◆ Exercise description
Shift every coordinate in the answer points by -71, then write out the entries again, with their requests, from the line containing "task | indicate the woman" through the end of the entries.

◆ Available records
+++

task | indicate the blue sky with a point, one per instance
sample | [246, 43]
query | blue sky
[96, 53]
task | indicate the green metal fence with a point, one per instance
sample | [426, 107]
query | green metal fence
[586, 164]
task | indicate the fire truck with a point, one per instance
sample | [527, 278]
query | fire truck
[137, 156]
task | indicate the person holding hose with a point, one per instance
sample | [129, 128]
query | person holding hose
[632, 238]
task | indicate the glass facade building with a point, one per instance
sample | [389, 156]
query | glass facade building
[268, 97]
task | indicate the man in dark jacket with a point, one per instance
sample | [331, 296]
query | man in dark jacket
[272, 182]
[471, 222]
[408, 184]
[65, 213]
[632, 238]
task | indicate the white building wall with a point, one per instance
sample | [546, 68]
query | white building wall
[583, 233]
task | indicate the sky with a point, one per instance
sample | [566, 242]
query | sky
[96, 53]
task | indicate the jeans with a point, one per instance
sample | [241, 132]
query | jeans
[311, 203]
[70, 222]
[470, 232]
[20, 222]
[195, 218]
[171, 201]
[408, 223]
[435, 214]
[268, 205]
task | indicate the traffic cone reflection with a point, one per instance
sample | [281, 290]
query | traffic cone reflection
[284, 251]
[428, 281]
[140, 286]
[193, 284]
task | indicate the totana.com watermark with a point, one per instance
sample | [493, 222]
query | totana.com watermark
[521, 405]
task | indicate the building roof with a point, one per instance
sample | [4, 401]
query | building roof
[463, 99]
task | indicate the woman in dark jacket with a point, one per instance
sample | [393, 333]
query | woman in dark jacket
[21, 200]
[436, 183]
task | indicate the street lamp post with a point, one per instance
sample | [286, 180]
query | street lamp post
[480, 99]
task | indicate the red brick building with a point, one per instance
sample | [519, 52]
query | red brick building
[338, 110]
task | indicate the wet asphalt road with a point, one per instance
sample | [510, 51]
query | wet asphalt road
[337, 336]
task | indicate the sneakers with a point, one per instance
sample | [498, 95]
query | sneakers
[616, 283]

+++

◆ Answer to the problem
task | indicate the woman in dark jacket with a point, one per instance
sample | [393, 333]
query | woman in dark jacket
[-50, 129]
[365, 112]
task | indicate the street lamp post with a point, one per instance
sample | [286, 180]
query | street lamp post
[409, 28]
task | indicate the red brick building with a point, one per instance
sample | [519, 52]
query | red brick building
[267, 39]
task | indicate the wet asphalt road with a point, one per instance
sample | [510, 51]
query | wet asphalt road
[266, 265]
task | indicate the sneakers with a point, one per instance
sample | [498, 95]
query | sneakers
[545, 212]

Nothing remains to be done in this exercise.